ASSIGNMENT:
According to the news report below on the MCWD-owned building that houses Cebu City Hall offices, why is the water district putting the building's lease up for bidding? Answer in one to three sentences.

PAGE TEXT below:

THE building owned by the Metropolitan Cebu Water District (MCWD) currently housing some offices of Cebu City Hall will soon be put up for bidding.
This was the latest pronouncement of MCWD board of directors (BOD) chairman Jose Daluz III after a series of failed negotiations between the Cebu City Government and MCWD over the building’s rental.
In an interview with SunStar Cebu on its online news and commentary program “Beyond the Headlines” Monday, Jan. 15, 2024, Daluz said the City can still participate in the bidding.
“If they can match our terms, they will stay. If another entity wins, they need to vacate the building,” said Daluz in a mix of Cebuano and English.
Currently, Daluz said the MCWD management is still finalizing the terms for the bidding for the lease of the building.
He said they would soon be demanding that City Hall vacate the building but assured that due process will be observed.
He said the water district is not after the revenue it will get from the lease, but they are bound to maximize the use of their properties.
In a press statement in August 2023, after the MCWD BOD passed a resolution on May 18 of that year, approving the rental rate proposal to the City amounting to P700,000 a month and authorizing the MCWD general manager to negotiate with the City about the lease, MCWD sent the proposed lease contract to the Office of the Mayor on May 26.
MCWD said the City responded on July 5 with lawyers Luigine Christi Chan and Lyndon Bernardo Basan stating that “the terms and conditions in the Draft Contract of Lease are in accordance with the law, morals, public policy and good customs.”
However, MCWD said it received an email from the mayor’s office on July 24 containing the City’s counterproposal of the P200,000 rental rate, which was conveyed through lawyer John Michael Lequigan.
Based on the Facebook post of the Cebu City News and Information Office, the City opened the satellite office in July 2023.

End of PAGE TEXT.
THE DATA below:

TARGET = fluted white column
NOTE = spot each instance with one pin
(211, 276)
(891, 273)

End of THE DATA.

ANSWER FOR THE TASK:
The move follows a series of failed negotiations between the Cebu City Government and MCWD over the building's rental. MCWD board chairman Jose Daluz III said the water district is not after the lease revenue but is bound to maximize the use of its properties.